**The problem:** Output every row below word for word, with no changes.

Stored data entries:
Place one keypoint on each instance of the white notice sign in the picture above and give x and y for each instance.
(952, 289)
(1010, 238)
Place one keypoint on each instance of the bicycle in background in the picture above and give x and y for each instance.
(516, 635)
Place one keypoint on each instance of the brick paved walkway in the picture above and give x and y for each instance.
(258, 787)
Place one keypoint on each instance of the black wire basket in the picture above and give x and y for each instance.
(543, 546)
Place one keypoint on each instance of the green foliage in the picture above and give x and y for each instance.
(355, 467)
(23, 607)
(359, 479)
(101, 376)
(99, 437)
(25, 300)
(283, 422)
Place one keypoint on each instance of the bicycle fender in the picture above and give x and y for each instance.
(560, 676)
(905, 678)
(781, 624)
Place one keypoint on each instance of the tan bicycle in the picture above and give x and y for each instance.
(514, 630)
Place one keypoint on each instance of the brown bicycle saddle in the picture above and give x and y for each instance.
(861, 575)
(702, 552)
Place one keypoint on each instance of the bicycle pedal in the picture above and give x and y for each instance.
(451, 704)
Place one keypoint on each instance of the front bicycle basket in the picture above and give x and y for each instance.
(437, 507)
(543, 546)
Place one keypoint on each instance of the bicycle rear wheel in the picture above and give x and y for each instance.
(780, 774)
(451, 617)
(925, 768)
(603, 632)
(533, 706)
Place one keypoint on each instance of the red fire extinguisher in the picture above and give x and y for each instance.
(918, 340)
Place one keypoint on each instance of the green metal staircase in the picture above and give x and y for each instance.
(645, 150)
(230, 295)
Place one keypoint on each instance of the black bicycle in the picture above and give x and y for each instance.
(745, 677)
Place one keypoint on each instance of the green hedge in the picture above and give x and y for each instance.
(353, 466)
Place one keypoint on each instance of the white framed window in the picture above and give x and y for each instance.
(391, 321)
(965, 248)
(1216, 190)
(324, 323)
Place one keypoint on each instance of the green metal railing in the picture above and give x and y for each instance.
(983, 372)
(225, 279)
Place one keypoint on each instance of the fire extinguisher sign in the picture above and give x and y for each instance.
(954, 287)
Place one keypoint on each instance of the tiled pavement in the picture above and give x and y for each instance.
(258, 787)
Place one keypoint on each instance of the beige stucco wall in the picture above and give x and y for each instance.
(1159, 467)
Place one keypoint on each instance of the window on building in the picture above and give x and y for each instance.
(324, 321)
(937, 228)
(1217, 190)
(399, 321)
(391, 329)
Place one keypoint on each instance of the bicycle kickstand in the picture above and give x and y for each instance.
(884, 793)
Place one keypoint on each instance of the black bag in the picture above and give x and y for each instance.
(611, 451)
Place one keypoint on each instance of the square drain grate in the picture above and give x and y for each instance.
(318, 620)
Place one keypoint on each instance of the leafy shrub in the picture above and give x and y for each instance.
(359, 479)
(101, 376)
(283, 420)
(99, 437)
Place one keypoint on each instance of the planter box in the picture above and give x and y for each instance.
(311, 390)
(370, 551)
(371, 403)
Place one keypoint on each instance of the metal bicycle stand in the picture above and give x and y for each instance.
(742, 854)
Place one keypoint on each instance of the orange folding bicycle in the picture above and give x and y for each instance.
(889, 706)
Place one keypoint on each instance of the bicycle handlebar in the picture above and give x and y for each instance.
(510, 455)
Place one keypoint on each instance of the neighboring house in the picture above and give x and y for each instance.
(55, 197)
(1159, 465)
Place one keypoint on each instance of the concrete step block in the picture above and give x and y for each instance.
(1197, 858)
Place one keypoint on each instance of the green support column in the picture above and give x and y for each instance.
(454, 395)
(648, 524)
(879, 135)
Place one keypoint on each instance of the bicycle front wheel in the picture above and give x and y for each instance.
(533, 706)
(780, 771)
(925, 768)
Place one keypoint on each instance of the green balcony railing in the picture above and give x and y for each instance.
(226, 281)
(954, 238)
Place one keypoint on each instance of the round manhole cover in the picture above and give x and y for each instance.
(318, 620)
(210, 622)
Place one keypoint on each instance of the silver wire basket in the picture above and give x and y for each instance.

**The reply:**
Place one keypoint on each instance of the white notice sign in the picture above and give x and y for each instance.
(952, 289)
(1010, 238)
Place one keypoint on each instance of the bicycle in background in the picture above and give x and y for each instance.
(516, 635)
Place one keypoint on each instance of the brick paved walkway in the picture above and give x and y for each instance.
(258, 787)
Place one keypoint on each instance of the black wire basket in the picture above and give x and y for each instance.
(543, 546)
Place one keypoint on each instance of the green foliage in the picture above and give x and y for each instance.
(355, 467)
(23, 607)
(359, 479)
(101, 376)
(99, 437)
(25, 300)
(283, 422)
Place one keypoint on each instance of the bicycle fender in the picture above and give x and y for each instance.
(560, 676)
(905, 678)
(781, 624)
Place one keypoint on each instance of the tan bicycle in the picture above and give x and y for each instance.
(514, 630)
Place one keypoint on each instance of the brown bicycle saddle in the picture above and give x and y for each instance.
(861, 575)
(702, 552)
Place one keypoint on each instance of the bicycle pedal in the picture above and give x and y for each instance.
(451, 704)
Place one keypoint on each instance of the front bicycle basket in the picture above and give x and y for each instance.
(437, 507)
(543, 546)
Place one keypoint on each instance of the bicycle rear wheel in the picture above and give x and y for each instance.
(780, 774)
(451, 617)
(925, 768)
(603, 632)
(533, 706)
Place one keypoint on each instance of the red fire extinguisher in the picture above and give x and y for each instance.
(918, 340)
Place one keypoint on each instance of the green metal staircase in the picture above and give x and y for each instance.
(645, 150)
(230, 295)
Place one keypoint on each instance of the black bicycle in the picture above and give x and y for each instance.
(745, 677)
Place one keypoint on each instance of the green hedge in the picture above and give x and y for each instance.
(353, 466)
Place one keypoint on each instance of the white framed window in the picture above and give x and y for each instance.
(391, 321)
(965, 248)
(1216, 190)
(324, 323)
Place one keypoint on each instance of the green metal railing in the picture above and give x and y for each instance.
(983, 372)
(225, 279)
Place one keypoint on each instance of the fire extinguisher sign in the picture above and give x and y for each instance.
(954, 287)
Place one keypoint on each instance of the tiled pavement in the picture above and give x and y for each instance.
(258, 787)
Place one keypoint on each instance of the beige stucco wall in the picture above and give x and y for each instance.
(1159, 467)
Place one keypoint on each instance of the window on building in the picture above and give x and y for each instance.
(324, 321)
(937, 228)
(1217, 190)
(399, 321)
(391, 329)
Place one keypoint on each instance of the bicycle kickstand in the picture above and give x and y for each instance.
(884, 793)
Place one keypoint on each instance of the black bag in the picture above and give x and y for each instance.
(611, 451)
Place one keypoint on each instance of the square drain grate in the picture above and give x and y for each instance.
(318, 620)
Place one keypoint on each instance of the leafy shrub in the picture above and give x and y for each instance.
(359, 479)
(101, 376)
(283, 420)
(99, 437)
Place one keypoint on each instance of the planter box in the picture above and give x and y for each instance.
(311, 390)
(370, 551)
(371, 403)
Place one keypoint on each instance of the metal bicycle stand in the picture above and give x and y for each instance.
(742, 854)
Place one keypoint on each instance of the orange folding bicycle in the picture above and give x and y for each instance.
(889, 706)
Place one keypoint on each instance of the bicycle handlebar in the picture above and give x and y for each instance.
(510, 455)
Place one keypoint on each instance of the neighboring house in the picture above and give x and y for each instance.
(55, 197)
(1159, 465)
Place one keypoint on each instance of the concrete step block in the picture above and give x and y for each instance.
(1197, 858)
Place one keypoint on each instance of the green support column in the picture above and give x and y for each instance.
(454, 395)
(648, 524)
(879, 135)
Place one keypoint on each instance of the bicycle front wheel in the picture above and give x and y for each instance.
(533, 706)
(780, 771)
(925, 768)
Place one keypoint on each instance of the green balcony railing in the picture above and give x and y for each instance.
(226, 281)
(954, 238)
Place one keypoint on each instance of the round manhole cover in the picture above and give x and y for each instance.
(318, 620)
(210, 622)
Place one keypoint on each instance of the silver wire basket in the picture above and give x and y for each instance.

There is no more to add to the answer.